Please repeat, word for word, the stretch of the psychology course syllabus from "5. Values in" through "get missed materials.".

> [Excerpt provided]:
+++
Myers and DeWall (2015) Psychology in Modules, 11th edition

 

textbook cover

 

General Course Description:

This course provides an introduction to the scientific analysis of behaviour and mental activity from the biological, social, and individual perspectives. Major topics include the following: perception, motivation, learning, memory, intelligence, personality, states of consciousness, social interaction, developmental processes, hereditary and environmental influences, abnormal psychology, therapeutic methods, and procedures for collecting and summarizing data. Students are expected to participate directly or indirectly in the Department's ongoing research program. This course is a prerequisite for all other Psychology courses.

 

Learning Goals:

The American Psychological Association (APA) has developed a list of goals for undergraduate education in psychology, and we are using these goals as guidelines for this course. By the end of this course you may not have fully attained all five of these goals, but you should be on the right path toward achieving them.

1. Knowledge Base of Psychology: Demonstrating familiarity with the major concepts, theoretical perspectives, empirical findings, and historical trends in psychology.

2. Research Methods in Psychology: Understanding and applying research methods in psychology.

3. Critical Thinking Skills in Psychology: Respecting and using critical and creative thinking, skeptical inquiry, and, when possible, the scientific approach to solving problems related to behavior and mental processes.

4. Application of Psychology: Understanding and applying psychological principles to personal, social and organizational issues.

5. Values in Psychology: Valuing empirical evidence, tolerating ambiguity, acting ethically, and reflecting on other values that are the underpinnings of psychology as a science.

 

Please note: Some adjustments may be made in the text material to be covered for each test. For example,sometimes a chapter may not be covered in class but will still be required for the exam, and/or some chapters may be reordered and possibly tested on a different dates than listed above. Announcement of changes will be made in class. If there are any changes you will know well in advance.

 

Class Absence

Missed material is your responsibility. You must contact others in the class about missed material when you are absent, NOT the Instructor or Teaching Assistant. Obtain contact information from four classmates who you may want to contact if you need to get missed materials.
+++
> [Dataset excerpts]:
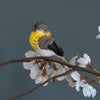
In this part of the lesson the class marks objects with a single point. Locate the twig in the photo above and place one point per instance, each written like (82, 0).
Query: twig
(74, 68)
(51, 60)
(32, 90)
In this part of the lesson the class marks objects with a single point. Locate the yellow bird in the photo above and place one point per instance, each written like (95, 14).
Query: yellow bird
(43, 43)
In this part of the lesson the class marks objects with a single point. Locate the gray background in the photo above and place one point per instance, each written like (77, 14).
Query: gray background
(74, 25)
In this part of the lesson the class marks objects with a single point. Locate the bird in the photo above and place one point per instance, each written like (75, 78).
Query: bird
(44, 43)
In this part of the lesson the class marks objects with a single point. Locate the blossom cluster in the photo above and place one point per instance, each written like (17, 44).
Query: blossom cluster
(41, 70)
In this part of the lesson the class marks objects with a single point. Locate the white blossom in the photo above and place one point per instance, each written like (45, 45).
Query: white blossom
(73, 60)
(34, 72)
(60, 70)
(40, 79)
(84, 61)
(88, 90)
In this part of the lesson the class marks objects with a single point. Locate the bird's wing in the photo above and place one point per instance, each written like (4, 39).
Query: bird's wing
(56, 48)
(47, 42)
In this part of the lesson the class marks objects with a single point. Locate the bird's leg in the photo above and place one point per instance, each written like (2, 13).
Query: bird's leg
(63, 59)
(43, 65)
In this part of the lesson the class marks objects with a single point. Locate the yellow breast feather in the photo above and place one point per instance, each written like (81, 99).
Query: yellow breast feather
(34, 36)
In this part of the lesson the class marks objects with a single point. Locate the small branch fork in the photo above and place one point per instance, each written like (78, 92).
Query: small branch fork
(74, 68)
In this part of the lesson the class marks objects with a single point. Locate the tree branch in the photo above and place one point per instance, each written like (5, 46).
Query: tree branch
(32, 90)
(78, 68)
(74, 68)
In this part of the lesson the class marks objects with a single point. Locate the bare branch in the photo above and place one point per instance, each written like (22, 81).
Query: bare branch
(74, 68)
(51, 60)
(32, 90)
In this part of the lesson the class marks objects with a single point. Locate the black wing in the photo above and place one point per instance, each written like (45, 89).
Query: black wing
(55, 48)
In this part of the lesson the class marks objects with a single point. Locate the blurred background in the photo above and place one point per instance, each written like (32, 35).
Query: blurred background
(74, 25)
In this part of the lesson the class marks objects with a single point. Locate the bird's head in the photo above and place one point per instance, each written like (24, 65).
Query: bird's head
(39, 30)
(41, 27)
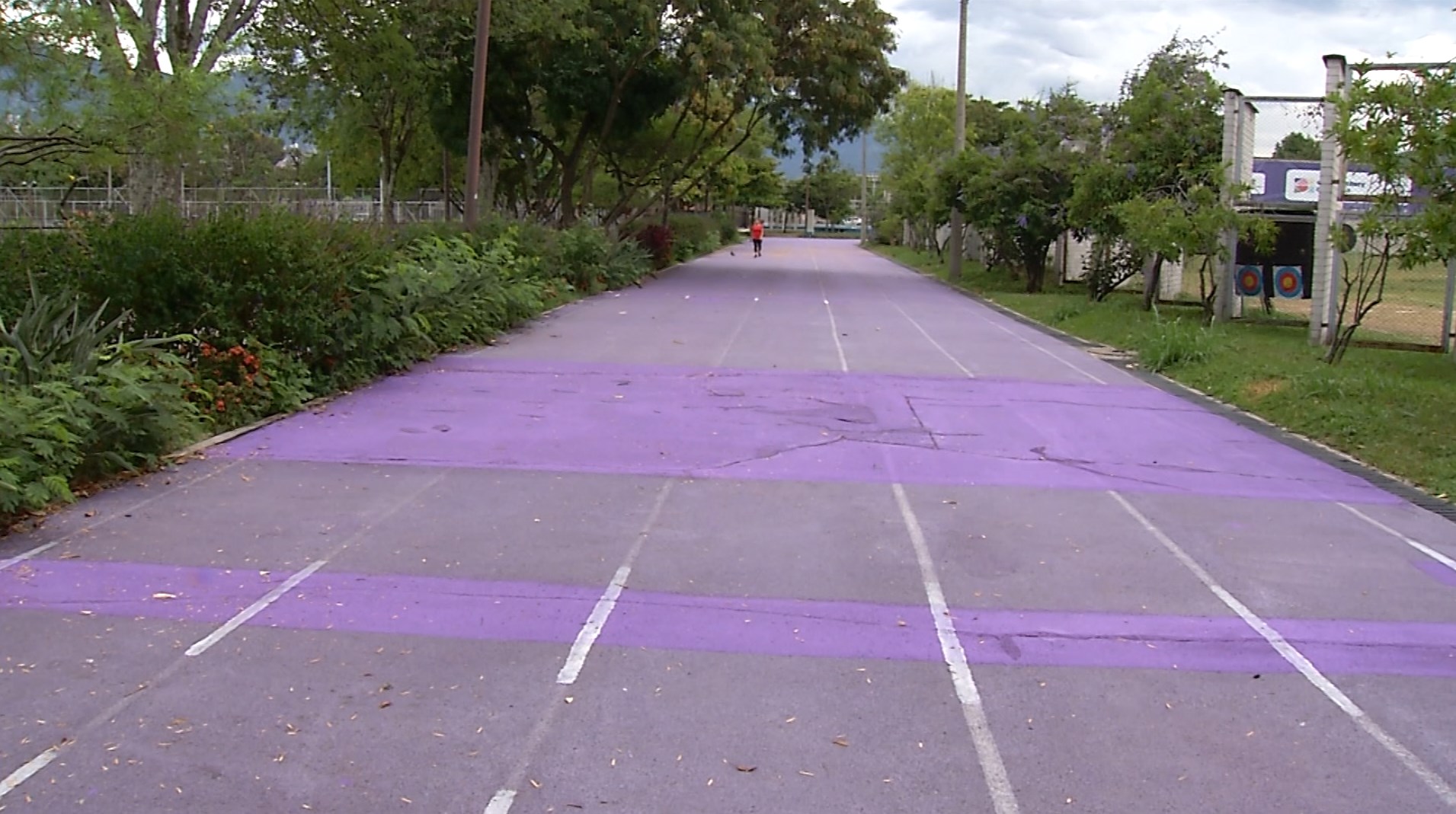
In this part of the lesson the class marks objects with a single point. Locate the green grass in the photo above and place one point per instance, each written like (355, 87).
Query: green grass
(1390, 410)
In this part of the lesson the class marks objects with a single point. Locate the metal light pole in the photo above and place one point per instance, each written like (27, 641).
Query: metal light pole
(472, 161)
(864, 187)
(957, 217)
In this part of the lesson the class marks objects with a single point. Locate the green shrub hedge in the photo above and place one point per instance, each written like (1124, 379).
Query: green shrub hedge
(197, 327)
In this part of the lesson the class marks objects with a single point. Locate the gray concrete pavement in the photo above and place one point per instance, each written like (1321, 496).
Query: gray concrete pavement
(795, 533)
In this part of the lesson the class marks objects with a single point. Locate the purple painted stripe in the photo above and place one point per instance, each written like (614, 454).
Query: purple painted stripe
(485, 611)
(800, 427)
(1438, 571)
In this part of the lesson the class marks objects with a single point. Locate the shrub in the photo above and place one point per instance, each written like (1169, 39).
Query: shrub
(1171, 343)
(657, 242)
(35, 258)
(51, 332)
(1064, 312)
(244, 383)
(727, 229)
(278, 277)
(692, 236)
(69, 430)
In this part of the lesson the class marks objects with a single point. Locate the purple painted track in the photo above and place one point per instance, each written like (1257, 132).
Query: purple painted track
(702, 480)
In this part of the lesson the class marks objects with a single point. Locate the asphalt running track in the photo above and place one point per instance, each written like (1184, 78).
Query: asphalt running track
(789, 535)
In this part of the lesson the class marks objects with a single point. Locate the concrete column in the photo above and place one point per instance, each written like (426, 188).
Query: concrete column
(1232, 169)
(1324, 308)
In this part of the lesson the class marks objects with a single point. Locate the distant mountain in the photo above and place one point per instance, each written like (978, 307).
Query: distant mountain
(850, 155)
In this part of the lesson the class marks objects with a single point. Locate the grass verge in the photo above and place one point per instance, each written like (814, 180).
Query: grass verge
(1387, 408)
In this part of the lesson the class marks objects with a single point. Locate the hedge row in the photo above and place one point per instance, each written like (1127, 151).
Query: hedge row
(124, 338)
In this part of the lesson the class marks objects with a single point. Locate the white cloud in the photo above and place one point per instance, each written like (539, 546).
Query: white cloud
(1019, 49)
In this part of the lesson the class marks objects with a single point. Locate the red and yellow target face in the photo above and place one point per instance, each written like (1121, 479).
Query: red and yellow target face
+++
> [Response box]:
5. Values in Psychology: Valuing empirical evidence, tolerating ambiguity, acting ethically, and reflecting on other values that are the underpinnings of psychology as a science.

 

Please note: Some adjustments may be made in the text material to be covered for each test. For example,sometimes a chapter may not be covered in class but will still be required for the exam, and/or some chapters may be reordered and possibly tested on a different dates than listed above. Announcement of changes will be made in class. If there are any changes you will know well in advance.

 

Class Absence

Missed material is your responsibility. You must contact others in the class about missed material when you are absent, NOT the Instructor or Teaching Assistant. Obtain contact information from four classmates who you may want to contact if you need to get missed materials.